To do
The expected output is the data below, restated word for word.

Records START

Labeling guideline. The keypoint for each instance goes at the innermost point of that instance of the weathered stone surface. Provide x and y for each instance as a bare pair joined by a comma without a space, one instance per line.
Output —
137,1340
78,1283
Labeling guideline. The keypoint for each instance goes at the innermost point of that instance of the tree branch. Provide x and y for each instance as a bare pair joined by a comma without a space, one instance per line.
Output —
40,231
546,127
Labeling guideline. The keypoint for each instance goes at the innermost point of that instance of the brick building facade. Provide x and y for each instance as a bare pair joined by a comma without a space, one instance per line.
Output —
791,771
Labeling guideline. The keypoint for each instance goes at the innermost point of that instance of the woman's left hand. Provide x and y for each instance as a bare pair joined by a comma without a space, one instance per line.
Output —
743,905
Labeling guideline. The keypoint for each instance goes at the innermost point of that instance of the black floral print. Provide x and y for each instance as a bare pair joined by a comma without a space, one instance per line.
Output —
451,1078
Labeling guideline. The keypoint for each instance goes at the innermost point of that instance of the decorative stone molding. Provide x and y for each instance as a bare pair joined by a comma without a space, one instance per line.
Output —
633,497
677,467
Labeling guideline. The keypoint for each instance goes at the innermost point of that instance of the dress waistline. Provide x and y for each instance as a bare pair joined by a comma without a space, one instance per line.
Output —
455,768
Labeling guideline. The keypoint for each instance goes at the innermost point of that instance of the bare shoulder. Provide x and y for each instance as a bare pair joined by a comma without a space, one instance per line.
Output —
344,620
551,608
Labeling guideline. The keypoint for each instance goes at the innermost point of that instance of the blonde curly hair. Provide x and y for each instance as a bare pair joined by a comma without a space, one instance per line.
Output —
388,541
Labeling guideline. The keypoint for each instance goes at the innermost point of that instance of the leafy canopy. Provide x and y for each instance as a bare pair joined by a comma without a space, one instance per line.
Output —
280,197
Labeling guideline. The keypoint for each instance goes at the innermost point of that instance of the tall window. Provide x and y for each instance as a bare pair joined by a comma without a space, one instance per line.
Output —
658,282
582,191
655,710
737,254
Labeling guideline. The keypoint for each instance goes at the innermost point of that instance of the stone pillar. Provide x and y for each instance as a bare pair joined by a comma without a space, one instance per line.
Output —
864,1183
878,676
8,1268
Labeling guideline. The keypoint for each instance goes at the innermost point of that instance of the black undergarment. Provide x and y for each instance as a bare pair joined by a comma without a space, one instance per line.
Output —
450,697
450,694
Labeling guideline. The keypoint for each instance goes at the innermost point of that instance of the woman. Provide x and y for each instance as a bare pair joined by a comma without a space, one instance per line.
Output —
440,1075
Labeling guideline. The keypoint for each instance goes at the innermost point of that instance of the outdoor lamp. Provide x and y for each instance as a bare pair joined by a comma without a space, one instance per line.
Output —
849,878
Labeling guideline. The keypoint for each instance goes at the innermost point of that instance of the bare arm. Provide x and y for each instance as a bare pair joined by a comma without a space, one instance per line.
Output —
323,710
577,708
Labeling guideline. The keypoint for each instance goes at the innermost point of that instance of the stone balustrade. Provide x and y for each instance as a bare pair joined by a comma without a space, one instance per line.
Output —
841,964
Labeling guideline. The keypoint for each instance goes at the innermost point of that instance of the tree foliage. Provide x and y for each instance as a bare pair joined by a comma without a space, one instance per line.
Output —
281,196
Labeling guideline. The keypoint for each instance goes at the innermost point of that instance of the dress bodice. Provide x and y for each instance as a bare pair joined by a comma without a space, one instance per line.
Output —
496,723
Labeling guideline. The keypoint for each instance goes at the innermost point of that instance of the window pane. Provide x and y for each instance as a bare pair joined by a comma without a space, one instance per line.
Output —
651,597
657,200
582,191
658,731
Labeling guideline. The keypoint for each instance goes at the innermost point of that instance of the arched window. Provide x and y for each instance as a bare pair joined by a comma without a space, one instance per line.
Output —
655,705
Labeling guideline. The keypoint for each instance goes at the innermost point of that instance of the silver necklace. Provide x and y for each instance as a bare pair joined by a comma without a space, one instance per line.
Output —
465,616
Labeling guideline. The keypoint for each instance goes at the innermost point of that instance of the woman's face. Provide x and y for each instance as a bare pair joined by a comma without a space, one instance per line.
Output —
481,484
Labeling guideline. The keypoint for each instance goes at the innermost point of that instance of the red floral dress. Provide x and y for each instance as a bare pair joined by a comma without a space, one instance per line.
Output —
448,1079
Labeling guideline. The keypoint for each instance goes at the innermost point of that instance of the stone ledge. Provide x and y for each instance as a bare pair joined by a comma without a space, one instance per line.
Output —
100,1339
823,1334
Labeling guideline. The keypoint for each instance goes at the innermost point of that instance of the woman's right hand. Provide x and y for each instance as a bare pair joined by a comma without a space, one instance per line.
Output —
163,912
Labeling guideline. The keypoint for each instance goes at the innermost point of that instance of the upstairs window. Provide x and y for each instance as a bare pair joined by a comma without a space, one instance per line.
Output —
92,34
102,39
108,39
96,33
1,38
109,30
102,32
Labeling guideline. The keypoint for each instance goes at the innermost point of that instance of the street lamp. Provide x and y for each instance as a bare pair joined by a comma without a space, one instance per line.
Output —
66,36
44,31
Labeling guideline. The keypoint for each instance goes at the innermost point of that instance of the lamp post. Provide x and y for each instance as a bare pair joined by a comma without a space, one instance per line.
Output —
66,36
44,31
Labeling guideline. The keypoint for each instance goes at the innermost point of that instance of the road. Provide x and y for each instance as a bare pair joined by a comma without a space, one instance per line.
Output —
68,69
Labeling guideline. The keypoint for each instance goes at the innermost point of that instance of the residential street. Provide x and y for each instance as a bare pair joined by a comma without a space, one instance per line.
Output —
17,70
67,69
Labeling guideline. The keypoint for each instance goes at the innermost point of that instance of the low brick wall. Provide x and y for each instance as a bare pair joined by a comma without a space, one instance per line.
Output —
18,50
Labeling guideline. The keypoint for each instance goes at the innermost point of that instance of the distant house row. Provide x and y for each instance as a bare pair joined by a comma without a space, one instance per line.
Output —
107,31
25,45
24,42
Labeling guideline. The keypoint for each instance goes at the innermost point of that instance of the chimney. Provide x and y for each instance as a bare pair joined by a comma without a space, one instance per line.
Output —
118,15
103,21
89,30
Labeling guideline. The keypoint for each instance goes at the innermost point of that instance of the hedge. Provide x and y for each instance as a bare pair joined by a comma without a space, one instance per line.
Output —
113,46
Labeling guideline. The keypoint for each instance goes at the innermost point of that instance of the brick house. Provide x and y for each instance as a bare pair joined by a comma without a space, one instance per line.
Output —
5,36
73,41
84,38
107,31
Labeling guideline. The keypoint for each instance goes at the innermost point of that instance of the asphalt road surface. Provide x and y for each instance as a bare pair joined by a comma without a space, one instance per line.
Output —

Records END

Answer for this exercise
Labeling guideline. The keypoint for each instance goes at the innermost point of that instance of the weathered stone surface. Provide x and y for each instance as a bare pair joined by a comma without a space, one instance per line.
Output —
137,1340
78,1283
Labeling guideline. The keypoint for each instance goes at the innermost point of that instance of the tree branch. Provide x and y for each instance as a bare pair joined by a comma without a space, one instance per line.
Output —
40,231
546,127
Labeling guideline. The keypoint for each instance goes at the innermost point of that instance of the brick building facade. Provide x and y for each instance as a bare pair joined by a comma without a space, one instance per line.
Output —
791,771
Labeling guideline. The keypoint for each instance goes at the innermost point of that instance of the woman's left hand. Provide x and y for each instance as a bare pair joined by a comma without a space, one instance per line.
Output —
743,905
Labeling guideline. The keypoint for each instance goes at the innermost point of that instance of the black floral print. Provide x and y for each instance as a bare pair joined by a comma without a space, one instance per line.
Output —
451,1078
Labeling guideline. The keypoint for each instance goes at the innermost point of that instance of the decorative stone molding. Provide x and y for each instance as a bare pair joined by a comma without a space, one instance per line.
Output —
633,497
677,467
Labeling guideline. The keypoint for each instance goes at the innermost point of that instance of the dress waistline. Provide x and y for each instance as a bare pair joined by a comma without a space, one instance per line.
Output —
455,768
Labeling guideline. The keypoint for each instance goes at the innermost point of that instance of the bare shoulder. Provide x and y for each instance as a bare pair joined by a comma without a space, one instance per line.
Output —
344,620
551,608
Labeling guideline. The keypoint for each instance goes at the innermost point of that instance of the blonde curly hair. Provide x and y for each instance as a bare pair joined by a comma without a space, one instance per line.
Output —
388,541
Labeling guideline. The keypoint for each instance goes at the innermost point of that instance of the leafy canopy. Provide x and y for each instance as a bare pair joined by a comma without a space, one instance per line.
Output —
280,197
Labeling guideline. The keypoint for each instance goes at the innermost point of that instance of the tall window. Provide x and y for each instance as a bare pair joined by a comma without a space, one instance per line.
Output —
658,282
582,191
655,710
737,254
Labeling guideline. The keypoint for each instance goes at the innermost point of that instance of the stone pillar. Provide x and y for each instance as a bare pair joined by a comma without a space, one instance per line.
Output —
864,1183
878,676
8,1268
Labeling guideline. The keypoint for each instance goes at the innermost point of that instance of the black undergarment. Provide x and y for each instance as a bare pair joined by a comma without a space, one instance per line.
Output —
450,697
450,694
Labeling guideline. The keypoint for each instance goes at the innermost point of that instance of the woman. Provide x and y for each instance as a bare pair joined by a comma without a space, one instance per line.
Output —
440,1075
Labeling guideline. The keypoint for each instance goes at the innermost point of that instance of the outdoor lamp. Provide x and y for each instance as a bare pair joined by a comma without a space, one instance per line.
Output —
849,878
Labeling guideline. The keypoint for each instance goes at the innermost point of that instance of the bare arm. Provide x and y for each instance as a bare pair joined by a comma without a space, one instance per line.
Output —
323,710
577,708
Labeling guideline. The keypoint for each instance goes at the innermost point of that instance of the stone balustrade. Provide x and y for each instance as a bare pair joined by a comma without a space, one instance per line.
Output —
841,964
Labeling guideline. The keypoint for each instance goes at the innermost point of that instance of the tree foliage. Provide x and y for each instance as a bare pair joined by a comma without a space, one instance per line.
Output —
281,196
Labeling guideline. The keypoint for each instance goes at the innermost point of that instance of the dress bodice. Provide x and y for each instance as a bare pair joined by a comma without a space, one instance per line.
Output —
496,723
Labeling guideline. The keypoint for each instance goes at the innermost point of that instance of the window pane. Provide x and y for each instance as a bare pair joined by a comma without a space, one instance per line.
Output —
651,597
657,200
582,191
658,731
Labeling guideline. The keypoint for each instance goes at the innermost point of that instance of the arched window. Provide x and y for each instance as a bare pair joined by a comma without a space, one instance per line.
Output —
655,705
Labeling guideline. The keypoint for each instance goes at the innermost point of that instance of the silver necklace. Provide x and y for each instance as a bare pair joined by a comma without a space, one instance per line.
Output —
465,616
Labeling guideline. The keypoint for each instance goes at the innermost point of that instance of the woman's face. Provide x and y for each instance as a bare pair joined by a comma without a space, one instance per line.
Output —
481,484
Labeling guideline. The keypoint for each instance goes at the innermost point of that instance of the red floral dress. Provide x and y for each instance as a bare pair joined by a comma without a space, one instance per line.
Output —
448,1079
Labeling guideline. The keypoint for each instance goes at the innermost point of that instance of the stone ledge. Provide x and y for each instance as a bare pair joined by a comma without a space, one instance per line.
Output —
100,1339
823,1334
Labeling guideline. The keypoint for each instance goes at the innermost point of that instance of the woman's right hand. Provide x and y for each instance as a bare pair joined by a comma without a space, one instance per line.
Output —
163,912
Labeling guideline. The keypoint for each instance goes at the innermost point of that instance of the upstairs window. Provide x and y for each instance as a bare pair joined by a comma without a space, one instance per line.
Output —
92,34
102,39
108,39
96,33
1,38
109,30
102,32
Labeling guideline. The keypoint for each instance goes at the innermost point of that instance of the street lamp. Provide x and y for each instance as a bare pair joined by a comma without a space, one instance per line.
Output —
66,36
44,31
Labeling guideline. The keypoint for each instance goes at the innermost point of that instance of the lamp post. Provide x and y for each instance as a bare pair joined by a comma without a space, one instance per line.
Output —
66,36
44,31
Labeling guideline. The keypoint for each instance goes at the innermost point of that instance of the road. Provide x and y for each instance as a bare pair joined by a comma without a space, one instance per line.
Output —
68,69
Labeling guideline. The keypoint for each instance goes at the innermost point of that instance of the residential street. Provide x and y for each instance as a bare pair joined by a comma without a space, one instance per line.
Output —
17,70
67,69
Labeling guideline. The keypoint for each instance goes at the innermost point of that instance of the low brick wall. Provide x and y for each instance as a bare pair joined by a comma without a space, one instance per line.
Output —
18,50
Labeling guideline. The keypoint for each instance goes at the innermost point of that instance of the distant house row. Provide x and y for each instance as a bare pair joined by a comma without a space, one instance per line.
Output —
107,31
25,45
24,42
Labeling guideline. The keypoint for each instance goes at the innermost point of that instance of the chimney. Provide x and y for each instance as a bare pair joined by a comma without a space, one instance per line.
Output —
118,15
103,21
89,30
Labeling guideline. The keypoint for each instance goes at the innermost point of that instance of the hedge. Provide x and y for each instance as a bare pair joined by a comma without a space, one instance per line.
Output —
113,46
Labeling guideline. The keypoint for each instance goes at the innermost point of that instance of the brick house. Provide x and y for each instance as a bare pair joined by a comma without a space, one instance per line.
Output —
5,36
73,41
84,38
107,31
Labeling guideline. The keypoint for each instance goes at the innermost point of that instance of the asphalt road surface. Provide x and y for each instance as a bare pair joined by a comma without a space, one instance per line.
Output —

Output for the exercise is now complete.